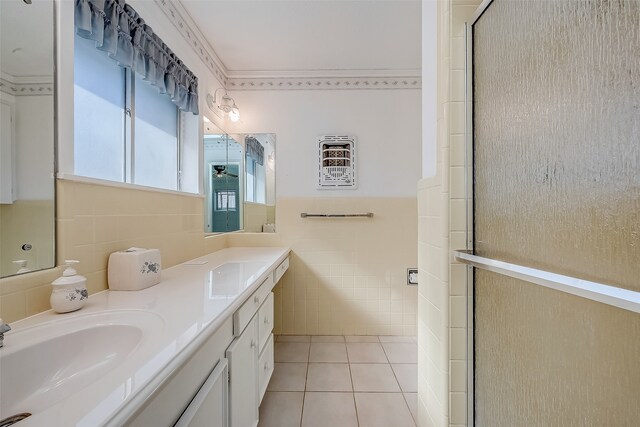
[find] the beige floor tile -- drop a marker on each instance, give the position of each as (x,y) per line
(291,352)
(327,338)
(412,403)
(328,352)
(361,338)
(401,352)
(329,377)
(373,377)
(293,338)
(383,410)
(366,353)
(281,409)
(396,338)
(407,375)
(329,410)
(288,377)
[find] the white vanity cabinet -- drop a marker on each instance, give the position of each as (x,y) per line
(251,356)
(224,381)
(243,377)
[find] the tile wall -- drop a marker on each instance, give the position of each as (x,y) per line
(255,215)
(34,221)
(442,218)
(347,276)
(94,220)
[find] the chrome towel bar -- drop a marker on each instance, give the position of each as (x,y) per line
(611,295)
(360,215)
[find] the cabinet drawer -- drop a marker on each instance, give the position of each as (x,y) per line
(279,271)
(209,408)
(265,367)
(244,314)
(265,320)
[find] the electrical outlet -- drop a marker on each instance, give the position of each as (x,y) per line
(412,276)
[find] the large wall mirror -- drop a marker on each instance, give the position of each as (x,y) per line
(27,195)
(239,173)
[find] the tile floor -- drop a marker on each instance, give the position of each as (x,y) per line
(338,381)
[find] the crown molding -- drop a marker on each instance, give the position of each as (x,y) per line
(26,86)
(183,22)
(325,83)
(283,79)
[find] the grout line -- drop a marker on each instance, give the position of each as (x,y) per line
(385,355)
(404,397)
(306,378)
(353,390)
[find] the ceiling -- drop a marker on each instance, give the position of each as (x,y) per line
(26,38)
(312,37)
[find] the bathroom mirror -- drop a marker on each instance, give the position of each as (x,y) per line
(239,180)
(27,195)
(223,172)
(260,183)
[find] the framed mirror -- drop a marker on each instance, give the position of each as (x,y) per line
(239,185)
(27,136)
(260,183)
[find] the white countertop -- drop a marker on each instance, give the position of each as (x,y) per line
(182,311)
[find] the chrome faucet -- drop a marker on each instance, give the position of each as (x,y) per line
(3,328)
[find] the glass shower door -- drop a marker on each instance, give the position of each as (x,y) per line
(556,161)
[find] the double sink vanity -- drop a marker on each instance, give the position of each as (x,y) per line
(197,346)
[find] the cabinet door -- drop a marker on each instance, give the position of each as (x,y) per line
(210,407)
(243,373)
(265,320)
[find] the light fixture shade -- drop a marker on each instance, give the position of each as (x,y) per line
(234,114)
(225,103)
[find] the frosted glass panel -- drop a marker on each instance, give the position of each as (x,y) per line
(557,187)
(156,140)
(98,98)
(546,358)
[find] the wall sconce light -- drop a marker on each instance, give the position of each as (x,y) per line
(224,103)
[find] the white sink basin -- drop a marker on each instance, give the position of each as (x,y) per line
(42,365)
(230,279)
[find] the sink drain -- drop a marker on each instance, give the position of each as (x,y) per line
(9,421)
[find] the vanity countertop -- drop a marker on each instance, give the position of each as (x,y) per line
(181,312)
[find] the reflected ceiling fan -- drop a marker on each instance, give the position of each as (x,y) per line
(221,170)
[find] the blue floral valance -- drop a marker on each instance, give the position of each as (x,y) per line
(254,149)
(118,30)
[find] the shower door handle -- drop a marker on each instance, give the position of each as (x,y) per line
(611,295)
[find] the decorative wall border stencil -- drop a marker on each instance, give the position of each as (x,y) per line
(26,89)
(181,20)
(324,83)
(191,33)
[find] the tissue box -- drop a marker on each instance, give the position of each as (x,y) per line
(134,269)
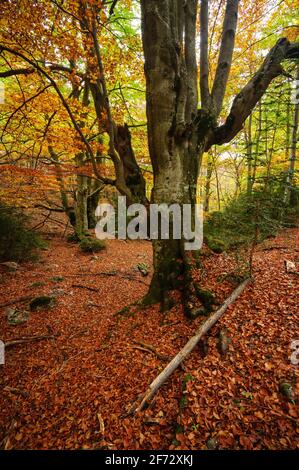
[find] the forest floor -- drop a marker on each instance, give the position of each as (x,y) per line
(72,390)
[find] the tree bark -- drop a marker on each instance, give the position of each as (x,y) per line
(174,146)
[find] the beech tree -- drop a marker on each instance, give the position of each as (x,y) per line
(182,125)
(59,42)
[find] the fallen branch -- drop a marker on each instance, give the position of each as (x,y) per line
(15,342)
(85,287)
(149,348)
(16,301)
(187,349)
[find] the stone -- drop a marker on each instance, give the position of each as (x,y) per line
(16,317)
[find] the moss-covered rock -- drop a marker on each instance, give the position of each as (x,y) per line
(91,245)
(216,245)
(16,317)
(207,298)
(42,302)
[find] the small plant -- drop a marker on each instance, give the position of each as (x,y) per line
(91,245)
(17,241)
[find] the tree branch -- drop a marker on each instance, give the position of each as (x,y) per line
(225,55)
(253,91)
(204,55)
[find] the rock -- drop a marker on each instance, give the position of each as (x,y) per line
(57,278)
(57,292)
(143,268)
(16,317)
(42,302)
(286,389)
(290,267)
(223,341)
(11,265)
(212,444)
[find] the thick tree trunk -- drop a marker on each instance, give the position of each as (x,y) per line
(132,172)
(174,145)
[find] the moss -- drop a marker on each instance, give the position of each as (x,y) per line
(37,284)
(39,303)
(57,278)
(216,244)
(91,245)
(207,298)
(73,238)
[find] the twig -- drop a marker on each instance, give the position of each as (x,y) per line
(15,342)
(149,348)
(15,301)
(85,287)
(187,349)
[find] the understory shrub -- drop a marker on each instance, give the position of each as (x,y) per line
(17,241)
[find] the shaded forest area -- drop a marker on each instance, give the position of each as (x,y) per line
(139,344)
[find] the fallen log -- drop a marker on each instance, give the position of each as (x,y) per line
(16,301)
(149,348)
(187,349)
(28,339)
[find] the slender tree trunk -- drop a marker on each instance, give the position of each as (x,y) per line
(292,191)
(208,183)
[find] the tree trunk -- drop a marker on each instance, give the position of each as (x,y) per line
(292,191)
(132,172)
(208,183)
(81,202)
(174,145)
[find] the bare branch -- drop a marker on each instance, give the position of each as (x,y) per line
(253,91)
(225,55)
(204,52)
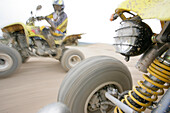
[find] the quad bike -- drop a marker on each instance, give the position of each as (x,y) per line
(29,40)
(104,85)
(10,60)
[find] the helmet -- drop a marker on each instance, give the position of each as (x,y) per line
(58,3)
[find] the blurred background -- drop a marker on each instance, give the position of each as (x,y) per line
(84,16)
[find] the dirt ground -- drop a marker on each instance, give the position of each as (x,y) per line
(37,82)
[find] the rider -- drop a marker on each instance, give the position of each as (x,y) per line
(58,21)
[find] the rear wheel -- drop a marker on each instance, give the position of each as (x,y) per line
(84,87)
(10,60)
(70,58)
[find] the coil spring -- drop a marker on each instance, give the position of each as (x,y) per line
(143,95)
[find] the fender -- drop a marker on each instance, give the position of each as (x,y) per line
(20,27)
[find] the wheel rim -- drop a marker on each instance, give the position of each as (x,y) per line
(6,62)
(74,60)
(118,86)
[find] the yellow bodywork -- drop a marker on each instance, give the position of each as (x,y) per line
(148,9)
(20,27)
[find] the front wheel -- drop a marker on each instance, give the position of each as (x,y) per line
(84,87)
(10,60)
(70,58)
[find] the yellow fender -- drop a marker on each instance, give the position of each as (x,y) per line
(17,27)
(148,9)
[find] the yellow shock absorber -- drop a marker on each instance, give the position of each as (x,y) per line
(149,89)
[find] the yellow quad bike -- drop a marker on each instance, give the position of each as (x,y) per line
(103,84)
(10,60)
(28,40)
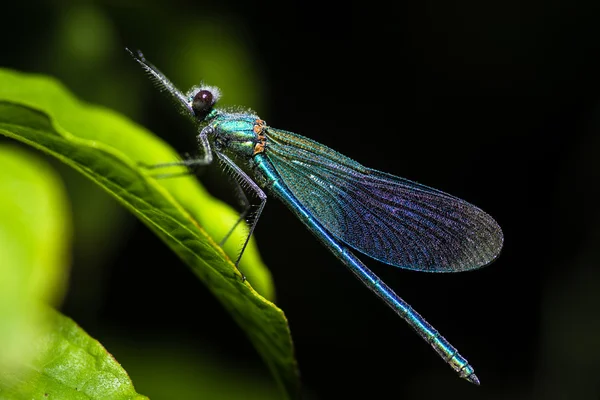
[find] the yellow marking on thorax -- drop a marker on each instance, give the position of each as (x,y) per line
(259,129)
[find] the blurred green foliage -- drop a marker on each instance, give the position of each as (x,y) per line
(108,149)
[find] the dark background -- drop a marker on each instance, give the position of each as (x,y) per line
(494,103)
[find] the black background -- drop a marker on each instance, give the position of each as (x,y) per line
(496,103)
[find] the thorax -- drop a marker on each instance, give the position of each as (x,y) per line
(238,134)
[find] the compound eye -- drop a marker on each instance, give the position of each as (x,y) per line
(202,103)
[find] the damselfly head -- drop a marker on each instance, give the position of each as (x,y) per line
(202,100)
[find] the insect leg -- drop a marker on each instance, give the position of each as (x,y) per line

____

- Task details -
Set down only these lines, exactly: the line containing "[find] the black" and each line after it, through the end of the listing.

- Written reply -
[find] the black background -- drop a marker on each instance, give the position of each as (x,y) per line
(496,103)
[find] the thorax -- drop a marker on each instance, give the position of each as (x,y) per line
(238,134)
[find] the compound eye -- drop a marker on each instance, give the position of each as (x,y) per line
(202,103)
[find] the damselfly head -- drop a marker on each instance, give the position of each as (x,y) per line
(202,100)
[find] the insect leg -- drop a marker on each instance, give the position of each as (x,y) per line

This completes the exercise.